----- TEXT BLOCK

Also, one or more of the processor 1202, wireless transceiver 1208
and CODEC 1206 may include a digital signal processor (DSP) circuit
(not shown separately).
[0183] Portions of the aspect methods may be accomplished in a
client-server architecture with some of the processing occurring in
a server, such as maintaining databases of normal operational
behaviors, which may be accessed by a device processor while
executing the aspect methods. Such aspects may be implemented on
any of a variety of commercially available server devices, such as
the server 1300 illustrated in FIG. 13. Such a server 1300
typically includes a processor 1301 coupled to volatile memory 1302
and a large capacity nonvolatile memory, such as a disk drive 1303.
The server 1300 may also include a floppy disc drive, compact disc
(CD) or DVD disc drive 1304 coupled to the processor 1301. The
server 1300 may also include network access ports 1306 coupled to
the processor 1301 for establishing data connections with a network
1305, such as a local area network coupled to other broadcast
system computers and servers.
[0184] The processors 1202, 1301 may be any programmable
microprocessor, microcomputer or multiple processor chip or chips
that can be configured by software instructions (applications) to
perform a variety of functions, including the functions of the
various aspects described below. In some mobile devices, multiple
processors 1202 may be provided, such as one processor dedicated to
wireless communication functions and one processor dedicated to
running other applications. Typically, software applications may be
stored in the internal memory 1204, 1302, 1303 before they are
accessed and loaded into the processor 1202, 1301. The processor
1202, 1301 may include internal memory sufficient to store the
application software instructions.
[0185] A number of different cellular and mobile communication
services and standards are available or contemplated in the future,
all of which may implement and benefit from the various aspects.

----------
----- ITEMS

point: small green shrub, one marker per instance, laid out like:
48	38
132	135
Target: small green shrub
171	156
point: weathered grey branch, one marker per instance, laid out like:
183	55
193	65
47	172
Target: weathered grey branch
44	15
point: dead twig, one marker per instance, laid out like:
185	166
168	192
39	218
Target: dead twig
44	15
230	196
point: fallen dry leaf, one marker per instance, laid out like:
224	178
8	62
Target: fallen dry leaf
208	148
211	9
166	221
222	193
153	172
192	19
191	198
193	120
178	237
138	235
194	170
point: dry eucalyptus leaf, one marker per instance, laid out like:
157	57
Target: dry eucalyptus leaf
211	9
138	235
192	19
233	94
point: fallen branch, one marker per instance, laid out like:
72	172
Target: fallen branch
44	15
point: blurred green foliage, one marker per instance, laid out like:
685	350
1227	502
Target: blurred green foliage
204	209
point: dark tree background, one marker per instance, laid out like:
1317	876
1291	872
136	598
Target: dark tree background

----------

**TASK INSTRUCTIONS**
#1 In the hardware passage, what does the server 1300 typically include as its large capacity nonvolatile memory?
#2 State whether each statement agrees with the hardware passage, answering yes or no and quoting the deciding words: (a) The server 1300 may include network access ports 1306 coupled to the processor 1301. (b) Software applications are typically stored in internal memory before being loaded into the processor. (c) The digital signal processor (DSP) circuit is shown separately.
#3 Quote the hardware passage word for word, starting at the words "Also, one or" and stopping after the words "(not shown separately).".
The rows were taken from a separate source.

**TASK RESULTS**
#1 A disk drive 1303.

#2
(a) Yes: "The server 1300 may also include network access ports 1306 coupled to the processor 1301"
(b) Yes: "Typically, software applications may be stored in the internal memory 1204, 1302, 1303 before they are accessed and loaded into the processor 1202, 1301."
(c) No: "may include a digital signal processor (DSP) circuit (not shown separately)"

#3
Also, one or more of the processor 1202, wireless transceiver 1208
and CODEC 1206 may include a digital signal processor (DSP) circuit
(not shown separately).